§ What the task asks
Your answer must contain only the lines from the one containing "Each <instance> block" through the end of the entries below, reproduced character for character.

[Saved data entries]
-- Opening Marker --
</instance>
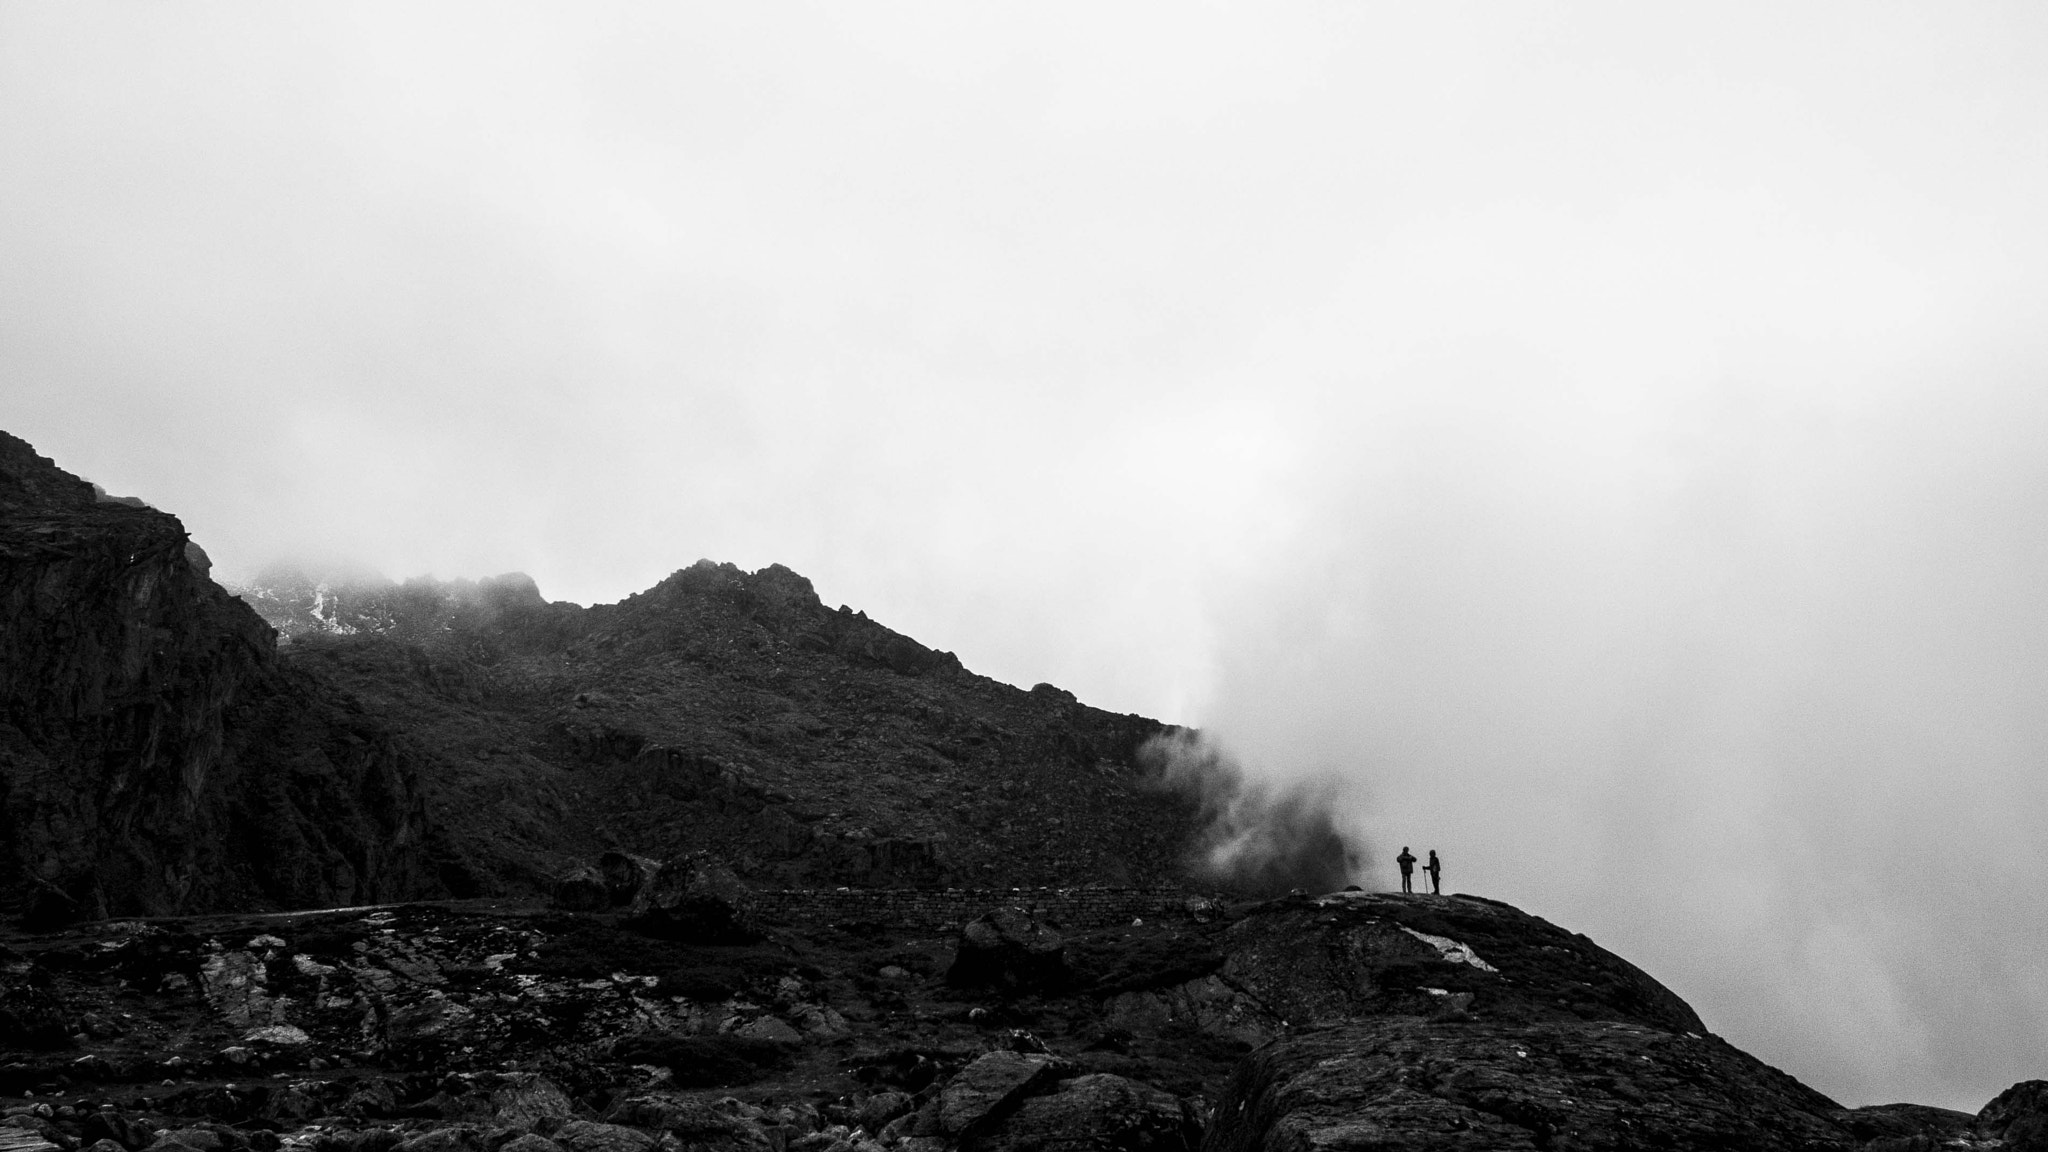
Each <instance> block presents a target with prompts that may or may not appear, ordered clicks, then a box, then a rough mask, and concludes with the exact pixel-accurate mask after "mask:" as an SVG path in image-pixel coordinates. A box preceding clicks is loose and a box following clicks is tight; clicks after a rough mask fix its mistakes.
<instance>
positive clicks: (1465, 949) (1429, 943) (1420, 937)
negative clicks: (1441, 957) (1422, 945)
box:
-- Closing Marker --
§ Problem solution
Each <instance> block presents a target with prompts that may or may not appear, ordered clicks, then a box, then a rough mask, and concludes with the exact pixel-accurate mask after "mask:" as an SVG path in image-pixel coordinates. A box preceding clicks is loose and a box following clicks is tight; clicks after a rough mask fix its mistakes.
<instance>
positive clicks: (1465, 949) (1429, 943) (1420, 937)
negative clicks: (1441, 957) (1422, 945)
box:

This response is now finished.